--- start Document segment ---

Latest update after about 4 uses.  It's just too much fun not to have!  No way my size yard justifies it but I can cut it in nothing flat now and soft/wet stuff it doesn't even notice.   
I will say this, I can see where a zero degree mower is MUCH better on things like fescue vs. bermuda if you have inclines to deal with.  On an incline and with a little moisture if you're not careful you will tear up sod, like bermuda.  Also, the LOWEST setting on this mower is slightly above the second to lowest setting on my push.  I used to like to try (grass height and moisture permitting) to cut my bermuda on the lowest setting on my push (even though you're not supposed to).  This means I'll be cutting more often (though not much).  But since it's reduced my mowing time to almost nothing it's hardly a problem.  And I'm not kidding when I say it's just fun to ride.  I just like engines..   
It's much smoother running and more comfortable than I thought it would be.

--- end Document segment ---

▶ _Short task A_:
Quote the mower post word for word, starting at "Latest update after" and ending at "just like engines..".
▶ _Short task B_:
Decide whether each statement agrees with the mower post, answering yes or no and quoting the words that settle it: (i) The lowest setting on the riding mower is lower than the lowest setting on the push mower. (ii) The writer considers the yard large enough to justify the mower. (iii) The mower runs more smoothly than the writer expected.
▶ _Short task C_:
Carry on the mower post from the point where it stops.
The listing is separate material, apart from the mower post.

--- start Record set ---

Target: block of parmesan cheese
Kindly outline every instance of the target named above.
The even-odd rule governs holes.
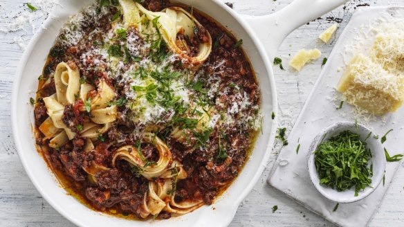
[[[376,116],[395,111],[403,103],[402,77],[390,73],[362,54],[347,66],[338,85],[347,101]]]
[[[289,62],[289,65],[295,70],[300,71],[307,62],[318,59],[320,55],[321,51],[317,48],[312,50],[302,49],[292,57]]]
[[[327,43],[329,41],[330,41],[333,34],[334,34],[336,30],[337,30],[338,27],[338,23],[333,24],[331,27],[328,28],[326,30],[322,32],[322,33],[320,34],[318,38],[324,43]]]

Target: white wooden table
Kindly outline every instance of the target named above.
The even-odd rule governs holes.
[[[35,1],[29,1],[35,5]],[[284,7],[293,0],[222,0],[232,3],[238,12],[265,15]],[[332,0],[329,0],[332,1]],[[20,46],[27,44],[33,35],[32,27],[11,33],[2,33],[8,25],[6,17],[12,18],[26,8],[27,0],[0,0],[0,226],[73,226],[41,197],[21,165],[11,136],[10,120],[11,89],[19,58]],[[291,129],[321,70],[321,62],[328,57],[336,39],[329,44],[319,44],[316,37],[333,22],[327,17],[340,18],[342,23],[337,32],[341,33],[358,5],[404,6],[403,0],[353,0],[346,7],[321,17],[291,34],[279,48],[277,56],[282,58],[286,71],[275,67],[279,95],[282,125]],[[38,12],[35,12],[38,13]],[[302,12],[302,13],[304,13]],[[37,28],[45,17],[33,21]],[[2,29],[3,28],[3,29]],[[324,56],[306,66],[299,74],[287,66],[290,55],[302,48],[319,48]],[[268,63],[273,60],[268,60]],[[38,66],[42,67],[42,66]],[[271,162],[251,193],[239,207],[230,226],[329,226],[330,223],[308,211],[283,193],[266,184],[270,170],[279,152],[279,145],[273,152]],[[404,149],[404,148],[403,148]],[[404,226],[404,171],[400,168],[379,210],[370,222],[371,226]],[[279,209],[273,213],[272,207]]]

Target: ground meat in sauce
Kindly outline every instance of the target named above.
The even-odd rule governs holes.
[[[152,11],[160,11],[169,6],[165,0],[146,0],[142,4]],[[99,60],[101,55],[83,57],[89,50],[103,44],[101,35],[111,29],[109,21],[116,12],[116,8],[111,7],[110,12],[102,16],[98,23],[89,19],[83,24],[83,33],[87,35],[95,28],[97,30],[96,33],[93,33],[91,42],[84,38],[77,44],[66,48],[57,43],[52,48],[49,62],[44,69],[44,78],[50,78],[50,80],[39,89],[41,97],[50,96],[55,93],[55,82],[51,76],[56,65],[62,61],[77,66],[86,82],[96,86],[100,78],[104,78],[110,84],[116,84],[113,87],[118,94],[124,93],[122,84],[111,80],[105,73],[108,66],[105,62]],[[237,39],[211,20],[195,12],[194,16],[203,27],[199,28],[195,36],[191,39],[181,34],[178,35],[178,37],[187,42],[192,56],[197,55],[197,47],[200,43],[209,41],[208,34],[210,34],[212,42],[216,42],[208,60],[200,69],[205,72],[208,77],[214,74],[221,80],[217,93],[223,95],[216,96],[210,102],[220,103],[216,108],[218,111],[226,111],[239,98],[236,93],[236,88],[239,88],[250,97],[252,105],[258,105],[258,85],[244,52],[241,48],[234,48]],[[129,35],[136,35],[137,31],[129,29],[127,33]],[[63,37],[63,35],[62,33],[60,37]],[[215,66],[217,65],[221,66],[217,68]],[[127,67],[127,64],[124,66]],[[205,79],[208,80],[209,78]],[[229,89],[229,87],[232,89]],[[88,96],[93,98],[96,92],[96,90],[90,91]],[[46,159],[54,169],[67,176],[66,180],[71,181],[71,185],[77,186],[72,186],[73,190],[95,208],[107,210],[112,208],[121,214],[133,214],[140,218],[139,209],[143,202],[144,194],[148,190],[147,180],[139,176],[138,173],[135,172],[127,162],[118,161],[116,166],[112,166],[111,162],[118,147],[134,145],[140,138],[133,135],[134,129],[130,125],[118,119],[108,131],[100,134],[100,136],[104,138],[104,141],[95,142],[95,148],[84,152],[85,138],[80,137],[77,127],[84,123],[86,118],[89,117],[88,113],[80,110],[83,105],[83,102],[80,100],[65,107],[62,121],[77,134],[62,147],[48,147],[45,154]],[[245,112],[252,114],[253,111],[246,110]],[[125,114],[124,108],[119,107],[119,111],[120,114]],[[37,104],[34,114],[37,127],[48,117],[43,102]],[[237,118],[242,117],[241,114],[235,116],[236,120]],[[181,144],[169,136],[164,138],[174,160],[183,165],[188,176],[187,179],[178,181],[176,184],[176,202],[186,199],[202,199],[206,204],[211,204],[221,190],[238,175],[248,157],[252,142],[250,134],[253,131],[250,130],[240,133],[239,129],[235,127],[221,130],[215,129],[211,133],[208,142],[204,145],[204,149],[195,149],[194,145]],[[160,133],[163,134],[163,131]],[[223,134],[229,136],[223,136]],[[190,137],[191,140],[196,141],[192,134],[190,134]],[[39,138],[41,143],[44,143],[44,138]],[[218,158],[219,143],[221,146],[226,148],[226,158]],[[142,143],[140,152],[147,160],[158,159],[158,151],[149,144]],[[109,170],[98,172],[94,176],[97,183],[89,181],[88,174],[84,170],[89,167],[91,163],[100,165]],[[170,213],[162,212],[158,218],[168,219],[171,216]]]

--- end Record set ---

▶ _Answer A_:
Latest update after about 4 uses.  It's just too much fun not to have!  No way my size yard justifies it but I can cut it in nothing flat now and soft/wet stuff it doesn't even notice.   
I will say this, I can see where a zero degree mower is MUCH better on things like fescue vs. bermuda if you have inclines to deal with.  On an incline and with a little moisture if you're not careful you will tear up sod, like bermuda.  Also, the LOWEST setting on this mower is slightly above the second to lowest setting on my push.  I used to like to try (grass height and moisture permitting) to cut my bermuda on the lowest setting on my push (even though you're not supposed to).  This means I'll be cutting more often (though not much).  But since it's reduced my mowing time to almost nothing it's hardly a problem.  And I'm not kidding when I say it's just fun to ride.  I just like engines..

▶ _Answer B_:
(i) No: "the LOWEST setting on this mower is slightly above the second to lowest setting on my push."
(ii) No: "No way my size yard justifies it"
(iii) Yes: "It's much smoother running and more comfortable than I thought it would be."

▶ _Answer C_:
Hunt/fish safely,
Phil


----------



## Limbshaker (May 13, 2005)

Pop just bought a SCAG, it's the only zero degree i've ever dealt with, It is built well, I mowed mine with it this week, sweeeeeeeet, sweet sweet
HHH


----------



## labman (May 13, 2005)

Todd E said:
			
		

> Ex Mark Lazer Z
> 
> By far, beats Toro
> 
> ...


If I'm not mistaken toro owns exmark now and has for several years. Toro Z Master is like the cadillac of mowers. Toro bought exmark in 1997 the lazer Z and the Z master are basicaly the same machine.


----------



## Rambo (May 14, 2005)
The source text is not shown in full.